### [Prompt 1]
According to the passage on hyperconjugation, how many hyperconjugative resonance structures does the t-butyl cation have?
### [Prompt 2]
List every cation that the passage on hyperconjugation mentions by name.
## Start Source passage
# What is hyperconjugation?

What is hyperconjugation and how do you know if there is hyperconjugation in a compound? Which orbitals are involved in hyperconjugation?

In the ethyl cation one can write the following resonance structures

The structure on the right can actually be written 3 times since there are 3 hydrogens available. Note also that the "ethylenic-like" structure on the right involves an sp3-p bond (the C-H bond is sp3 hybridized and the cationic carbon has a p orbital), so it is not a true pi bond (p-p) like that found in ethylene. The resonance structure on the right is meant to show the "hyperconjugation" effect of the C-H bond (sp3-s) with the p orbital located on the adjacent cationic carbon. The drawing is a shorthand way of saying that when the C-H bond is rotated into the same plane as the p orbital on the cationic carbon, there can be a stabilizing overlap - and it is called "hyperconjugation". In the 2-propyl cation, there are 6 of these hyperconjugative resonance structures (there are 6 C-H bonds on the 2 methyl groups adjacent to the cationic carbon and in the t-butyl cation there are 9 such resonance structures. This can be used to explain why tertiary carbonium ions are more stable than secondary carbonium ions, which in turn are more stable than primary carbonium ions.
## End Source passage
## Start Record set
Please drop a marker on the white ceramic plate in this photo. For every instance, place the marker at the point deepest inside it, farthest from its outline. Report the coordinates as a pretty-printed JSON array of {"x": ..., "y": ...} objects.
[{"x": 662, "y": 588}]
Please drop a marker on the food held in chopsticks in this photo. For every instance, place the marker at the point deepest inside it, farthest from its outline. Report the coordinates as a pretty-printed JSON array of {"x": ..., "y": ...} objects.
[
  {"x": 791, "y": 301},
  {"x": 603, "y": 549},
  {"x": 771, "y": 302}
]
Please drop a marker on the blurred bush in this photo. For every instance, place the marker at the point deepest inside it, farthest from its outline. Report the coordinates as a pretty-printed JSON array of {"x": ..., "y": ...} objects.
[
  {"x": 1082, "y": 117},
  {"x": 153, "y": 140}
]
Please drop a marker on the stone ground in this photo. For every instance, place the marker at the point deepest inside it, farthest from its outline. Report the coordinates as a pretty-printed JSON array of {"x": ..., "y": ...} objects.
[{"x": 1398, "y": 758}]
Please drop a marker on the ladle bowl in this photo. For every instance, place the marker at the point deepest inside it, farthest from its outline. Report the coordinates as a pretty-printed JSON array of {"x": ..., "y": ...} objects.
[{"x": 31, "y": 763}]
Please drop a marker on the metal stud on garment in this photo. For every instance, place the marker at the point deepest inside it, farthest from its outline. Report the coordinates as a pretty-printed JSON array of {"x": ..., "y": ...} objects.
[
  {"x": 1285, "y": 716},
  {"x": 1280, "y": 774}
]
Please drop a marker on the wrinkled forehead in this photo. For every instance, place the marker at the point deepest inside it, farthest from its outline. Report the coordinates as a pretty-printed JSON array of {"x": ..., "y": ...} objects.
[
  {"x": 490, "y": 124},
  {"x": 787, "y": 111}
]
## End Record set
### [Expected answer 1]
Nine.

### [Expected answer 2]
Ethyl cation, 2-propyl cation, t-butyl cation